#### Instructions to follow
Please copy all of the rows below word for word, leaving the pictures out of your copy.
* * * * *
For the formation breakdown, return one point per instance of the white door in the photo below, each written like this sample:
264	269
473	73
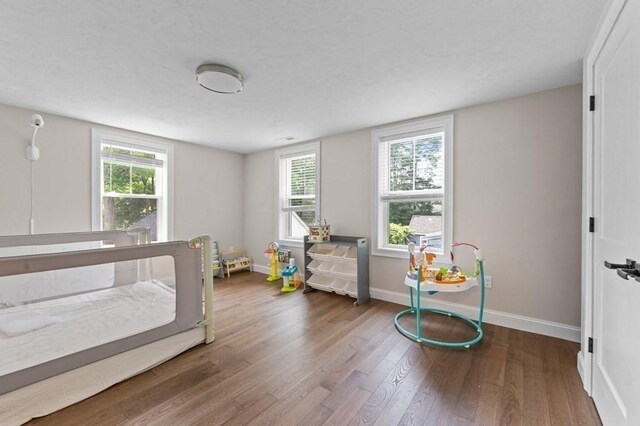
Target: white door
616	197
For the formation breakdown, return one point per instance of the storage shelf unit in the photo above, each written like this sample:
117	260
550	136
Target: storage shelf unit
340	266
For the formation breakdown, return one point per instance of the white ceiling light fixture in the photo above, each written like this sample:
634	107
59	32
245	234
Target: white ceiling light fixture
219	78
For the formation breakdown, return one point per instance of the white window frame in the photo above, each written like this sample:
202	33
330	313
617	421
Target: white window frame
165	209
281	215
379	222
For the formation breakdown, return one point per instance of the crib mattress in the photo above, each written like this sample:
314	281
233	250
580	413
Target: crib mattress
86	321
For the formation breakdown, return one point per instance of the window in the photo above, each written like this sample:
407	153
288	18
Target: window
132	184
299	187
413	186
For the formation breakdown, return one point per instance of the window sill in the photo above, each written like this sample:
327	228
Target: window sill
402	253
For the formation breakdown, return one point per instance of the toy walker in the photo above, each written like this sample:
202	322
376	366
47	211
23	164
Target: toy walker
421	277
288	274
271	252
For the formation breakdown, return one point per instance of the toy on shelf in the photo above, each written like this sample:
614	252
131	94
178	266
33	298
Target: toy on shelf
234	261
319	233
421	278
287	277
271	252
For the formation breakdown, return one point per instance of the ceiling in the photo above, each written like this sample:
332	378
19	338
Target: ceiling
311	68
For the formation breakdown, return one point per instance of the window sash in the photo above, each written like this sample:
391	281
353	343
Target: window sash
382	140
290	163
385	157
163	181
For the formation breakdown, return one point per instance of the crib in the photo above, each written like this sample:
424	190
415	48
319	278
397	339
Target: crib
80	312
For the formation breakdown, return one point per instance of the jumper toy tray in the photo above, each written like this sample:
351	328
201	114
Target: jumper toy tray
* * * * *
#### Output for this exercise
For the formation breakdown, return one point per instance of the white door in the photo below, each written like this sample:
264	269
473	73
Target: white door
616	197
For the formation breakdown, return one point per instance of the storage shelf unit in the photo above, each written like this sample:
117	260
550	136
Target: storage shelf unit
340	266
For the formation breakdown, return one point per instance of the white ceiling light fixture in the photo above, each written like this sample:
634	107
59	32
245	234
Target: white ceiling light fixture
219	78
For the formation breakdown, return one point per instance of the white window frame in the photo above, each written like this sample:
202	33
330	313
617	421
Target: white window frame
165	209
281	215
379	222
For the formation breakdown, return one point per instance of the crib mattress in the photo above, each written like this sample:
314	281
233	250
580	413
Target: crib mattress
86	321
For the formation breakdown, return one point per instance of the window in the photo above, each written like this sample:
407	153
288	18
Target: window
132	184
299	187
413	186
For the formation breakdown, return one point per instance of the window sill in the photo above, each written like this sample:
327	228
Target: window sill
402	253
For the formation breakdown, return one point per instance of the toy walker in the photo above, each written like this sample:
202	322
376	366
47	211
23	164
Target: toy walker
421	277
288	274
271	252
For the formation breakdown, return one point per instance of the toy on shelf in the photo above, each written like this sample:
614	252
131	94
178	266
33	298
Target: toy on shelf
234	261
319	233
421	278
287	277
271	252
For the formation breakdown, return one point per instance of the ceiling in the photo above, each written like this sample:
332	378
19	338
Target: ceiling
311	68
For the formation breakdown, return one point per instance of the window sash in the photo above, each written like this sample:
391	281
353	343
Target: window sash
382	140
290	163
385	157
163	181
For the formation breakdown, return one point per instance of the crib in the photo above, each written like this sample:
424	190
415	48
319	278
397	339
Target: crib
80	312
For the formation breakdown, return one point per instance of the jumper toy tray in the photo above, each written like this sample:
351	328
201	114
Target: jumper toy tray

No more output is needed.